_TAREFA PROPOSTA 1_
Liste todos os políticos mencionados pelo nome no trecho sobre autenticidade na política.

_TRECHO PARA LEITURA_

Figuras como Enéas e Maluf passavam a sensação de serem quem realmente eram. Nas democracias do século 20, soar autêntico foi um recurso importante para eleger candidatos no mundo todo, especialmente Donald Trump.
Há mais de uma década, estudos acadêmicos indicam que a autenticidade, mais do que a verdade, se tornou o capital-chave dos populismos de extrema direita que emergiram na última década.
No entanto, autenticidade nunca é espontânea: é uma "sinceridade inautêntica", mediada. Ela é cheia de artifícios e se refere à capacidade de um político parecer verdadeiro consigo mesmo. Isso significa que o que está em jogo é performar sinceridade: é preciso parecer corajoso, falar o que pensa, sem se curvar ao "sistema". Essa impressão é crucial para criar identificação com os eleitores.

_REGISTROS DO EXERCÍCIO_
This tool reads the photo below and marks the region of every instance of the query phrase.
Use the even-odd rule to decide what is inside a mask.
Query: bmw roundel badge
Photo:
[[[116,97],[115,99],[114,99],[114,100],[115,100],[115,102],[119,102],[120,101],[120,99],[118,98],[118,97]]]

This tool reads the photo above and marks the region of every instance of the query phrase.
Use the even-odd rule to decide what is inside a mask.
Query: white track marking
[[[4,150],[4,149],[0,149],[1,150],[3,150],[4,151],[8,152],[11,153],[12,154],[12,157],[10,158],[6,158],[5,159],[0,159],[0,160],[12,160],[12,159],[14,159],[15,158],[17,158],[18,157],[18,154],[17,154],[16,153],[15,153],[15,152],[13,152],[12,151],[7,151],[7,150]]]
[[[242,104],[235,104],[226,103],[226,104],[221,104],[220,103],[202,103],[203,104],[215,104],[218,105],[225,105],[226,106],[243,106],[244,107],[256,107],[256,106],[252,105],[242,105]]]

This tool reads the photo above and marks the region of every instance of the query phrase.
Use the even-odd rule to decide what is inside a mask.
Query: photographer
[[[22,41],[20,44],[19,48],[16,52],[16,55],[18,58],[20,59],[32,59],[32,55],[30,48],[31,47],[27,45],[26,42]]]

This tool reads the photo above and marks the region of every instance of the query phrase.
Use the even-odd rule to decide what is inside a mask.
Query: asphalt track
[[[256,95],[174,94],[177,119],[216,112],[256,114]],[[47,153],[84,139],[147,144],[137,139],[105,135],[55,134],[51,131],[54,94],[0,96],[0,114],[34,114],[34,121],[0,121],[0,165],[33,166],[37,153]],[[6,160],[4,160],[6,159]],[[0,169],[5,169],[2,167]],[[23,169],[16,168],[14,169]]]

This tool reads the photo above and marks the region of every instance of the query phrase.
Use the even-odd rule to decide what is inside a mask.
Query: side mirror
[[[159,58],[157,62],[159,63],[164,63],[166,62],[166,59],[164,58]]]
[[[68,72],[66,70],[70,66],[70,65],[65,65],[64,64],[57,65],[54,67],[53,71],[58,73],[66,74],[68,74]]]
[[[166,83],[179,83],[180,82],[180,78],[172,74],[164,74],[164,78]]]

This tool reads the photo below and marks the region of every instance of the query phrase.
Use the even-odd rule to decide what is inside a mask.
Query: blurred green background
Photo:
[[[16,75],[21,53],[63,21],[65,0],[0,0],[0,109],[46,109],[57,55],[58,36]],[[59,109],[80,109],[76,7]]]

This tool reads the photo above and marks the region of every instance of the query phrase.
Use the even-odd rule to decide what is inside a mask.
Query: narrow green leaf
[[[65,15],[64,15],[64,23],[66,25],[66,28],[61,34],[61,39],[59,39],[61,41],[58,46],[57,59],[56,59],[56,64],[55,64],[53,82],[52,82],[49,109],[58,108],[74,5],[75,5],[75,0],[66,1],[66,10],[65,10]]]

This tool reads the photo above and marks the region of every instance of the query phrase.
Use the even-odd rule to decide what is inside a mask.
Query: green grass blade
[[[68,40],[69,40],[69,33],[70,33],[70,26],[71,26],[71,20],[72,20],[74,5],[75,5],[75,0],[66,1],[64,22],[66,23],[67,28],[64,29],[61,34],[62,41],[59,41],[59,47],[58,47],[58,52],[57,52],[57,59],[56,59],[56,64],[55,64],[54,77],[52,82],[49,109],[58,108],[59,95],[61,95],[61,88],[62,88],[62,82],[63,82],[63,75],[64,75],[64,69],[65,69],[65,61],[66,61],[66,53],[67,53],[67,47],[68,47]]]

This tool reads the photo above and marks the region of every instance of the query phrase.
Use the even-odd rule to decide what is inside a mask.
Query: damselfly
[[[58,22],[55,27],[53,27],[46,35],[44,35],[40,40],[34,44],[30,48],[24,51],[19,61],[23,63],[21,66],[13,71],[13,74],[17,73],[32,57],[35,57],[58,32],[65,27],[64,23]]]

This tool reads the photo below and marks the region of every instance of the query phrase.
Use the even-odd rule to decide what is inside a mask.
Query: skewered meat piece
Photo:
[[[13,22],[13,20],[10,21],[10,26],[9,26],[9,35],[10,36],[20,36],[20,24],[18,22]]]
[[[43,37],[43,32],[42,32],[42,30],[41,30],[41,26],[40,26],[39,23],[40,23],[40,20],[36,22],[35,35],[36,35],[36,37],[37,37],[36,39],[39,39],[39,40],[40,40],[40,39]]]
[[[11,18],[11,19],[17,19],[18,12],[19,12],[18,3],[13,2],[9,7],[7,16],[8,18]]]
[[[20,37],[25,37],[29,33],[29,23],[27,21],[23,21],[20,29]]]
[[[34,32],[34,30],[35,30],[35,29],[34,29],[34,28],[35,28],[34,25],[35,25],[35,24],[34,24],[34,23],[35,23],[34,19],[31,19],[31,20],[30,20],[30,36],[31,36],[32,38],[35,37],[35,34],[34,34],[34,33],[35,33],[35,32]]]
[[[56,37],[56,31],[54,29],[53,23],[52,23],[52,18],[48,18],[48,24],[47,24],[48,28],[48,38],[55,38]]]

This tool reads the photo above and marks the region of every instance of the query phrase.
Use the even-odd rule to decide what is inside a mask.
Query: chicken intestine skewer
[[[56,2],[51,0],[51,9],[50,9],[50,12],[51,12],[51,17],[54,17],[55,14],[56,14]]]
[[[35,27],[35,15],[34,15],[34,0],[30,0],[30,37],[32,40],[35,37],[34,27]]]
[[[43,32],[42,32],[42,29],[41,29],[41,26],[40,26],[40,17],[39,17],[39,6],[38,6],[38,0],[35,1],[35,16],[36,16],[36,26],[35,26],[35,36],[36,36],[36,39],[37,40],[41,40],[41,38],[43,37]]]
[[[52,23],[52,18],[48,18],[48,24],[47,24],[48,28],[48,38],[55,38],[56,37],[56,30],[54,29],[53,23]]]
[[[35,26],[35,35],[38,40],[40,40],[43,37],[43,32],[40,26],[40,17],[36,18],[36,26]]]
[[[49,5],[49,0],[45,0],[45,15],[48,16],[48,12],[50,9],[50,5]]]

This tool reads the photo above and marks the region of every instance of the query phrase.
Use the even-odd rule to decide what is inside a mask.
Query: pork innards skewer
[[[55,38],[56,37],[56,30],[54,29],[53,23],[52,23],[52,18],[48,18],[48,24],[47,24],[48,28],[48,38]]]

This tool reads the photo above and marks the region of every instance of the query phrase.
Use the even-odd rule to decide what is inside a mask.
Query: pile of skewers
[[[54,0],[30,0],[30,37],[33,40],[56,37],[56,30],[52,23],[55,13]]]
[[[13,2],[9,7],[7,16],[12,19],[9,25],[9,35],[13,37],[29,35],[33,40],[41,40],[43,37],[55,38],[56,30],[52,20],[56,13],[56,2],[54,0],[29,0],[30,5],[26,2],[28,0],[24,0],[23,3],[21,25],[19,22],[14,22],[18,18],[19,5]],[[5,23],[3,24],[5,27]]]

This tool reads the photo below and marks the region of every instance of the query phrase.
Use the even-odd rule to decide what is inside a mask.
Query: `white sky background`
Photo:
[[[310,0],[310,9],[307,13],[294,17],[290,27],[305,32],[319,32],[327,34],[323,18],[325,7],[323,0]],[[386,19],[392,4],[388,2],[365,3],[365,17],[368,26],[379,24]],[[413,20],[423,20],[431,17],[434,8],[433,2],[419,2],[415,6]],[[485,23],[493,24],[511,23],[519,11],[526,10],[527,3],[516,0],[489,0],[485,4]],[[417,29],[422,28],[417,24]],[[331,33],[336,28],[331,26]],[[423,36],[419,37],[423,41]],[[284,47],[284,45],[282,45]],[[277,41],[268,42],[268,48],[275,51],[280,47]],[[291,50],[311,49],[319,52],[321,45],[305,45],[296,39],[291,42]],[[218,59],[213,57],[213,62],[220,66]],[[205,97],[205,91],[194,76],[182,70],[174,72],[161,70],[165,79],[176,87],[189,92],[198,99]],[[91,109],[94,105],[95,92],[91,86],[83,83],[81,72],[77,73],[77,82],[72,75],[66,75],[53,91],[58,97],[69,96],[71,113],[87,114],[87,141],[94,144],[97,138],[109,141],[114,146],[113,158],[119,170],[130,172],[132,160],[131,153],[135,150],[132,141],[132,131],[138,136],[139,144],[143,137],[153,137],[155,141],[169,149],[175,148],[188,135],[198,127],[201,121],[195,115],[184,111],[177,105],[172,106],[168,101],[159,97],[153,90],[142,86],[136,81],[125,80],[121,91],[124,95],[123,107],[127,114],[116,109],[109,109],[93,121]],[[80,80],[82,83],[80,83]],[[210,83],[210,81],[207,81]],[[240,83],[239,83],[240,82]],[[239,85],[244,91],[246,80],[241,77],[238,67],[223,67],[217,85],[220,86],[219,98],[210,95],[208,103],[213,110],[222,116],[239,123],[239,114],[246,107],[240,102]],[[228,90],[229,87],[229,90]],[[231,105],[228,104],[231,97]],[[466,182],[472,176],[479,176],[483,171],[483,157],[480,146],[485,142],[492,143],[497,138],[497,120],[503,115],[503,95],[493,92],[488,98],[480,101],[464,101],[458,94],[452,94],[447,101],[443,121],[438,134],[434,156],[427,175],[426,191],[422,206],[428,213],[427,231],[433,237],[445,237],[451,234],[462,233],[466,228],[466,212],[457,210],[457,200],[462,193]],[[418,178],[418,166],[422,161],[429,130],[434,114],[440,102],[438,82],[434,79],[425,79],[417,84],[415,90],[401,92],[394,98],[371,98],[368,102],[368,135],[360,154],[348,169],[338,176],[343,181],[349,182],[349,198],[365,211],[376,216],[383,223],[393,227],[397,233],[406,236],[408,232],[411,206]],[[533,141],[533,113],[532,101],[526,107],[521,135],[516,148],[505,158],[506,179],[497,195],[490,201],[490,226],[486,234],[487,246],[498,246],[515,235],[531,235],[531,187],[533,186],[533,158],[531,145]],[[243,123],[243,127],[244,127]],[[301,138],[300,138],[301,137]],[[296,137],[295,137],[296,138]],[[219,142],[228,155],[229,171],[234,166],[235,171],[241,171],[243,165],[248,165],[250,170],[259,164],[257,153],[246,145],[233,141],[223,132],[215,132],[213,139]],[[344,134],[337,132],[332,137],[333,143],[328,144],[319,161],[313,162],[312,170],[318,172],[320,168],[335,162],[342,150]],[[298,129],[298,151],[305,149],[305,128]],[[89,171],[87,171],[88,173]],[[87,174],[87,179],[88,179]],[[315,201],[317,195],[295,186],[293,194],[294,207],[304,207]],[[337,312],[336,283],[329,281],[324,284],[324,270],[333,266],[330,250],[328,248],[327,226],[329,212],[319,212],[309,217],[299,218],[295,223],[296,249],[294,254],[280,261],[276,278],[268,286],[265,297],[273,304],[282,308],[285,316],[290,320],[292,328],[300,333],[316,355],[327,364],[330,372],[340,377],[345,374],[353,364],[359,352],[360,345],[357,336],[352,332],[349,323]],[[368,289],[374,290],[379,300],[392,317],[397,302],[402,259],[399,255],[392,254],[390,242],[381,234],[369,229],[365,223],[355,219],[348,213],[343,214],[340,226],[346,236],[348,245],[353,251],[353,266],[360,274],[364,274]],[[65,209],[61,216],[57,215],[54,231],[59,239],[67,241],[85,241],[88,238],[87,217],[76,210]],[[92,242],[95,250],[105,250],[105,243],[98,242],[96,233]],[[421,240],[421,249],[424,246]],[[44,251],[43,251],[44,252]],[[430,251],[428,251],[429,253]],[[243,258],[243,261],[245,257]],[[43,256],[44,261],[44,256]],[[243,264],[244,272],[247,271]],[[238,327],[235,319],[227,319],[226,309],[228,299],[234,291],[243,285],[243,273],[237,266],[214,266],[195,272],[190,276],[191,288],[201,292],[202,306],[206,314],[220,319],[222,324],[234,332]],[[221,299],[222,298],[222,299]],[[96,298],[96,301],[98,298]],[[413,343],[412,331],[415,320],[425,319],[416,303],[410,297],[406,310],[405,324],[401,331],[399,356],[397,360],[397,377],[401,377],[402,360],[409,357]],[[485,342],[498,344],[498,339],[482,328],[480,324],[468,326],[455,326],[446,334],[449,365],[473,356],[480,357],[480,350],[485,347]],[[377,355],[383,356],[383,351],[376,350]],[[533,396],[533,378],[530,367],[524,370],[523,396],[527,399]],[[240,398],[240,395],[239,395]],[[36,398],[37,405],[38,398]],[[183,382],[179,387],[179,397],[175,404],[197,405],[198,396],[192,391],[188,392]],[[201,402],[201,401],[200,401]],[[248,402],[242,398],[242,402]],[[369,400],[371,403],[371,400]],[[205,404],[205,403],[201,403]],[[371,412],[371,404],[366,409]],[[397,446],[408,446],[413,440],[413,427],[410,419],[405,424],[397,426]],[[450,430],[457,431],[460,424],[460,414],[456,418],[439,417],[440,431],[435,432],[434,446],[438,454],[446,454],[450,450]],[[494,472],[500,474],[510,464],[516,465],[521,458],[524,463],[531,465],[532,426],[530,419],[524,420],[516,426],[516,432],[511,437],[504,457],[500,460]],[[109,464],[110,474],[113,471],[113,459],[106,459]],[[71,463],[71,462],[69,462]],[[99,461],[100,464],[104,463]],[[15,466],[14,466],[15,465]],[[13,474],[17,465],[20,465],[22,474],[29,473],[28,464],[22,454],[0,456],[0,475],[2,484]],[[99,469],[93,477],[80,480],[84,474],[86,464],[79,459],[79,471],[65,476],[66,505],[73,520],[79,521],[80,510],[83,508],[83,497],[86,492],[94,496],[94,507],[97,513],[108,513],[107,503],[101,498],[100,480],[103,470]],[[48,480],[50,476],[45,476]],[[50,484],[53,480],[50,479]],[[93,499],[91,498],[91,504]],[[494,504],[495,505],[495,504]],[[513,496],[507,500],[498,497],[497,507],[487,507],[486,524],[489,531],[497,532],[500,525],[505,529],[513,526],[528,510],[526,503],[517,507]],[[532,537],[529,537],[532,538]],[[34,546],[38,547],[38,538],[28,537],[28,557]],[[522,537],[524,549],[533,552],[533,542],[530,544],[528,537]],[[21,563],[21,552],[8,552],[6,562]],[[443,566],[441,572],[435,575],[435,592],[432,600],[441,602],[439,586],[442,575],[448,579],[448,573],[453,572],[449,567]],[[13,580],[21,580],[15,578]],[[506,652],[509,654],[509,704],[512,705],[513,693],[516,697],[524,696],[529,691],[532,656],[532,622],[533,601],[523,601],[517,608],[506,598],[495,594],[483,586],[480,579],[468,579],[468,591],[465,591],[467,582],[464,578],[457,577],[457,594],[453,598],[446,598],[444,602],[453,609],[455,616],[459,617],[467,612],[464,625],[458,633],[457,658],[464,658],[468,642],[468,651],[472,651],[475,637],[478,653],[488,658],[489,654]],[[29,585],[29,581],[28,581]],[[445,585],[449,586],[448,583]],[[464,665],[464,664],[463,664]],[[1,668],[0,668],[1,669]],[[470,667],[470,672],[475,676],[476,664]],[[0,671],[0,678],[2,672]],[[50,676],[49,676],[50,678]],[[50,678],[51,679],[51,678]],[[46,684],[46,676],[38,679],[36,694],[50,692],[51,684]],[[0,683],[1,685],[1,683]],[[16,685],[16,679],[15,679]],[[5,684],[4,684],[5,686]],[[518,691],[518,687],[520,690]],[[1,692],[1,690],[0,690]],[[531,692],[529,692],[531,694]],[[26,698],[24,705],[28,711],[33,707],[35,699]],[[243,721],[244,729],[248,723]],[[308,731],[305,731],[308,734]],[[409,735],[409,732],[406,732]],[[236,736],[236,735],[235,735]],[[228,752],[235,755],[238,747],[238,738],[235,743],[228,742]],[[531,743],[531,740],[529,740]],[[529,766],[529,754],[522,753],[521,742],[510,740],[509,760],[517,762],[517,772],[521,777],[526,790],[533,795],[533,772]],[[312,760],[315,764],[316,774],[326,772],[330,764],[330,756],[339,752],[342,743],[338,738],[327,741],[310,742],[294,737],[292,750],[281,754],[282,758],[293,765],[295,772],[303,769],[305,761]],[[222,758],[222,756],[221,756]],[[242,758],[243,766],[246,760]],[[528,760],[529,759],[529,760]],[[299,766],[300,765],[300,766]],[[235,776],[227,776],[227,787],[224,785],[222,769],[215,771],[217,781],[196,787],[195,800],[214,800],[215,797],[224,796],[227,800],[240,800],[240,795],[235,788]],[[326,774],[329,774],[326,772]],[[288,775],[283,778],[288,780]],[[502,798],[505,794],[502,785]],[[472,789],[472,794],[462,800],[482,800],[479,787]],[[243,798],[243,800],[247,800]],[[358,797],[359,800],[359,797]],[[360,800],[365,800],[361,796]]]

_TAREFA PROPOSTA 2_
Extraia dos registros todas as linhas que contêm a palavra "track".

_RESPOSTA ESPERADA 1_
Enéas, Maluf, Donald Trump

_RESPOSTA ESPERADA 2_
Query: white track marking
Query: asphalt track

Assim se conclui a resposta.